====== Material shown
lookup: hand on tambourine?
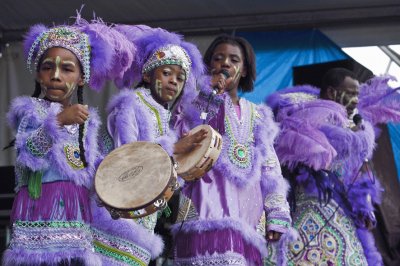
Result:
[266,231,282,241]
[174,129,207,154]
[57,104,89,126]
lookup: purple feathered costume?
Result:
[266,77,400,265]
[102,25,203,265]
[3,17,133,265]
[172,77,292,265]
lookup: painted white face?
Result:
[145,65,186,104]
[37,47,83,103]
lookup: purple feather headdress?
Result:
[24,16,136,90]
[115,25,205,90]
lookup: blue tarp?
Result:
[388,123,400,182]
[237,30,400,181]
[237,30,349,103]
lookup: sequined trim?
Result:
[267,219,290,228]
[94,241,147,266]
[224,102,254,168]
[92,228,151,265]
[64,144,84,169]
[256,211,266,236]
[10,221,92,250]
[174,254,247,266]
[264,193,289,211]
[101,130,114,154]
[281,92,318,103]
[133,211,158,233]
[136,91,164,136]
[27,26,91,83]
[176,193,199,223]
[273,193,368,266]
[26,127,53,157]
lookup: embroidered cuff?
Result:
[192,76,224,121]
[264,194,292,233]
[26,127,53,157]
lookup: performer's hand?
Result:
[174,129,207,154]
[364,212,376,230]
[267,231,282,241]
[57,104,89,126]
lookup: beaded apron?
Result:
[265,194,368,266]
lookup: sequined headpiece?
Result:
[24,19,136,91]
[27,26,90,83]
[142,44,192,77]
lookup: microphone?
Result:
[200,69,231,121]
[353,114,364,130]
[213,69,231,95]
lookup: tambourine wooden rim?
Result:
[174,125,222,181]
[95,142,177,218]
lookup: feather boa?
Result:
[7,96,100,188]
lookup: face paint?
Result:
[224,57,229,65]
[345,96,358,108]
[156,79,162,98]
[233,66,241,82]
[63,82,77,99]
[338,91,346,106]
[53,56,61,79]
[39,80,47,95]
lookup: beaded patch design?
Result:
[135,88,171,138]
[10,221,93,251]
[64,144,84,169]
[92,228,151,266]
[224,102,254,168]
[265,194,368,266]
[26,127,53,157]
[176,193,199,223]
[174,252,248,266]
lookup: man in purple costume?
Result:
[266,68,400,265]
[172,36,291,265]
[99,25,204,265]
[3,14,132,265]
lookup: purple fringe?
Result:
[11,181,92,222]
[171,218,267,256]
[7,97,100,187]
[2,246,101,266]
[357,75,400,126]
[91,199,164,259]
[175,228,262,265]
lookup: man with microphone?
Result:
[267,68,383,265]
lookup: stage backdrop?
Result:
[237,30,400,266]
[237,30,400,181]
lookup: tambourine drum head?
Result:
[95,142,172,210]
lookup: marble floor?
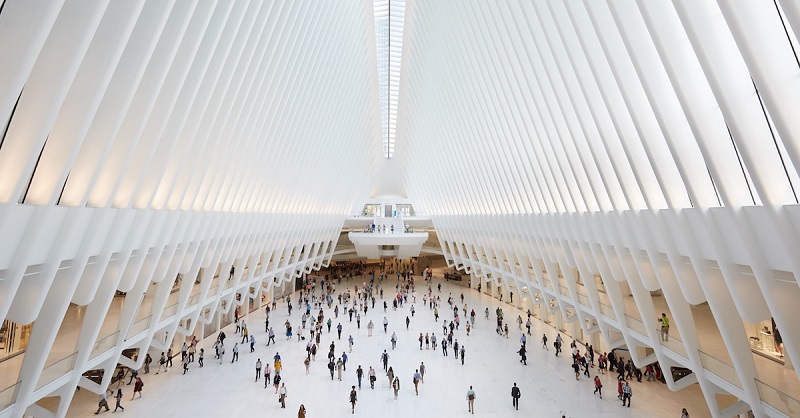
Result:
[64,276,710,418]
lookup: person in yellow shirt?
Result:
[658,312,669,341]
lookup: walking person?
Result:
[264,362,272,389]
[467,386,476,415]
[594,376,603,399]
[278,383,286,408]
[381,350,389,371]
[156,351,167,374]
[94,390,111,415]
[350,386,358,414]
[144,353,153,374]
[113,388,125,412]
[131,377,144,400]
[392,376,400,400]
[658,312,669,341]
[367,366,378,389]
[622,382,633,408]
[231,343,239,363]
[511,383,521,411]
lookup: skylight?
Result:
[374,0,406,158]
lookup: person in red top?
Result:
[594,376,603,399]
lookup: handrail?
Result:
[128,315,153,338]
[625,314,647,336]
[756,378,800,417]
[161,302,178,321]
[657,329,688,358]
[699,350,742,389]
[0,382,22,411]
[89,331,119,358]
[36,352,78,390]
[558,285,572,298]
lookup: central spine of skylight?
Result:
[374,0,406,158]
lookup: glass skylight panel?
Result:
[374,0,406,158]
============
====== Material shown
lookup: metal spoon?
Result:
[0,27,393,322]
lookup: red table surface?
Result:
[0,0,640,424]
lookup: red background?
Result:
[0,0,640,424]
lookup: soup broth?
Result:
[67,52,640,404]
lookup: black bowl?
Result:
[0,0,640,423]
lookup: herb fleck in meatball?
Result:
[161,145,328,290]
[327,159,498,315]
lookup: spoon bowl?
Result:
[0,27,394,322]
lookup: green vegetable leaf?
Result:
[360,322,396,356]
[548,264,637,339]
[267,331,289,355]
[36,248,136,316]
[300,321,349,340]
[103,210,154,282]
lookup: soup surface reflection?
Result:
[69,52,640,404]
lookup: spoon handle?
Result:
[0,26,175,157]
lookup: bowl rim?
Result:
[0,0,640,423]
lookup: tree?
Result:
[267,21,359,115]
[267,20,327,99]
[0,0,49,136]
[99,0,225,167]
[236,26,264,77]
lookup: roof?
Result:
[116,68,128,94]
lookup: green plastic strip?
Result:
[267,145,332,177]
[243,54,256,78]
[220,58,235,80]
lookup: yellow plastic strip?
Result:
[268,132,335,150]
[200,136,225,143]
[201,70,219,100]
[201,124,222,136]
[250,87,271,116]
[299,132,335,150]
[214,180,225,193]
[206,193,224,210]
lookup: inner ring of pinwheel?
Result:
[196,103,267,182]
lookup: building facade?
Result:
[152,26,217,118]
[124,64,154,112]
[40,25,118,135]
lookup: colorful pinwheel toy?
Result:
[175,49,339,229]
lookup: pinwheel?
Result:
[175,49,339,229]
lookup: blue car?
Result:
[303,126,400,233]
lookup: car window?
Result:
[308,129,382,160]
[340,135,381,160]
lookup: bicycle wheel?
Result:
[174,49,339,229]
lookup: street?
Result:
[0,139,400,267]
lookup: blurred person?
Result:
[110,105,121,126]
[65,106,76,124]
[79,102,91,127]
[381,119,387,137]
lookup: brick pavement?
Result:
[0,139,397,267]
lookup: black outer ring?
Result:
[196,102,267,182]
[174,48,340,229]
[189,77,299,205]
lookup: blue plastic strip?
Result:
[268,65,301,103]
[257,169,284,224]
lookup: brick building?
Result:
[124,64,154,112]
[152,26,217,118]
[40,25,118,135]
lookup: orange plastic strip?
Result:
============
====== Material shown
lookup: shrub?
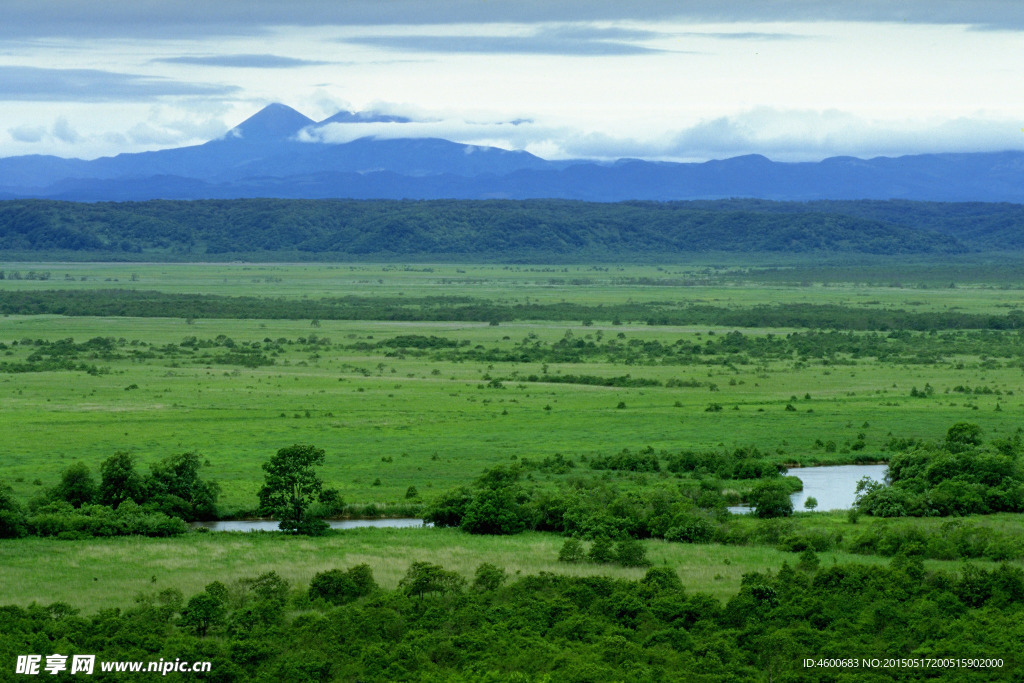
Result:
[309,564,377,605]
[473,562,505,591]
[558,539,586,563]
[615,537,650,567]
============
◆ **What you should do**
Reproduce the stretch from the line that contains "lookup: hand on tambourine?" through the line that contains "[7,96,100,188]", both included, leaving the pictures out of the answer.

◆ **Solution to this problem**
lookup: hand on tambourine?
Result:
[266,231,282,241]
[174,129,207,154]
[57,104,89,126]
lookup: purple feathered costume?
Result:
[266,77,400,265]
[102,25,203,265]
[3,17,133,265]
[172,77,292,265]
lookup: painted white face?
Result:
[145,65,186,104]
[37,47,83,103]
lookup: purple feather headdress?
Result:
[24,16,136,90]
[115,25,205,90]
lookup: blue tarp?
Result:
[388,123,400,182]
[237,30,400,181]
[237,30,349,103]
lookup: sequined trim?
Result:
[267,219,290,228]
[94,241,147,266]
[224,102,254,168]
[92,228,151,265]
[64,144,84,169]
[256,211,266,236]
[10,221,92,250]
[174,254,247,266]
[264,193,289,211]
[101,130,114,154]
[281,92,318,103]
[133,211,158,233]
[136,91,164,136]
[27,26,91,83]
[176,193,199,223]
[273,193,368,266]
[26,127,53,157]
lookup: embroidered cuff?
Result:
[192,76,224,121]
[264,194,292,233]
[26,127,53,157]
lookup: performer's hand?
Result:
[174,129,207,154]
[364,212,376,230]
[267,231,282,241]
[57,104,89,126]
lookup: beaded apron?
Result:
[265,194,368,266]
lookup: sequined headpiece?
Result:
[24,19,136,91]
[27,26,90,83]
[142,44,192,77]
lookup: microphone?
Result:
[200,69,231,121]
[353,114,364,130]
[213,69,231,95]
lookup: tambourine wooden rim?
Result:
[174,125,222,181]
[95,142,177,218]
lookup: feather boa?
Result:
[7,96,100,188]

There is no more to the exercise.